| Task directions |
Can you lay out the material as a numbered list, starting at the line with "Place a point on every instance of the blurred" (that line included) and running through the end, with blank lines left out and nothing from earlier lines?

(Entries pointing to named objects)
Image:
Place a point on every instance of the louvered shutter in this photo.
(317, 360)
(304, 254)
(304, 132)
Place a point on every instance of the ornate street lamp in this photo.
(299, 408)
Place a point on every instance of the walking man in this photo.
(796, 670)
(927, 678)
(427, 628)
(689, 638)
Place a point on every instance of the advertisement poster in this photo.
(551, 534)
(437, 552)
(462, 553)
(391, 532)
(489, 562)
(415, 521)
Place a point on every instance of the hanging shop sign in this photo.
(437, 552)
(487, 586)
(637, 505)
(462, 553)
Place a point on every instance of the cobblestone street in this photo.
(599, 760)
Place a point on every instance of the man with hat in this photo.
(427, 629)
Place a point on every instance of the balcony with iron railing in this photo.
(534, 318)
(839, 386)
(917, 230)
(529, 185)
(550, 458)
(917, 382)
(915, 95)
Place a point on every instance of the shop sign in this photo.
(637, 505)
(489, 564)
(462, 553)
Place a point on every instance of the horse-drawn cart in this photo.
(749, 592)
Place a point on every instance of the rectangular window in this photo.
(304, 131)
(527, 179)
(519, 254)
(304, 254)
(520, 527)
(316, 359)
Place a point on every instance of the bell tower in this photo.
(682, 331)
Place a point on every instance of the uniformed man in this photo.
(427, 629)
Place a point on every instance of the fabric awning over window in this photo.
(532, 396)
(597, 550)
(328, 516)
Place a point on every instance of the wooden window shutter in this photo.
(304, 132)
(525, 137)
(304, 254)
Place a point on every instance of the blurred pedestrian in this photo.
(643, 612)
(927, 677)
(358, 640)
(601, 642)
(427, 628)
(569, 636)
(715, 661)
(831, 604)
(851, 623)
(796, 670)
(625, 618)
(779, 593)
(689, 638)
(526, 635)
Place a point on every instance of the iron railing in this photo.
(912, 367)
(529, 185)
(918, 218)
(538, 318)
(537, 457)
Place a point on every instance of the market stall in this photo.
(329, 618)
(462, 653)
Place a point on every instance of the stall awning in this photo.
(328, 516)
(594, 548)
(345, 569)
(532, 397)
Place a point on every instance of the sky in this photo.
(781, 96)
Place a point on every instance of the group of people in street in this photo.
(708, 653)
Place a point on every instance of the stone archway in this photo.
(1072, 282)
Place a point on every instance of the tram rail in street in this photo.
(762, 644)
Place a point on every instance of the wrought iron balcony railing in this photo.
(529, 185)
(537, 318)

| Response below |
1. Place a point on every instance of the blurred pedestrian in this photo.
2. (643, 612)
3. (927, 677)
4. (358, 640)
5. (601, 642)
6. (427, 628)
7. (569, 636)
8. (715, 661)
9. (831, 604)
10. (851, 623)
11. (796, 670)
12. (625, 618)
13. (779, 593)
14. (689, 638)
15. (526, 635)
16. Place a point on every instance of the iron railing in this photo.
17. (912, 367)
18. (529, 185)
19. (918, 218)
20. (538, 318)
21. (537, 457)
22. Place a point on every instance of the market stall in this photo.
23. (329, 618)
24. (462, 653)
25. Place a point on every instance of the stall awning in this photo.
26. (328, 516)
27. (594, 548)
28. (345, 569)
29. (532, 397)
30. Place a point on every instance of the sky in this photo.
31. (781, 96)
32. Place a point on every instance of the group of people in street in this photo.
33. (708, 653)
34. Place a point on every instance of the stone archway in this photo.
35. (1072, 282)
36. Place a point on every instance of the tram rail in street in this photo.
37. (762, 644)
38. Place a point on every instance of the wrought iron balcony railing in this photo.
39. (529, 185)
40. (537, 318)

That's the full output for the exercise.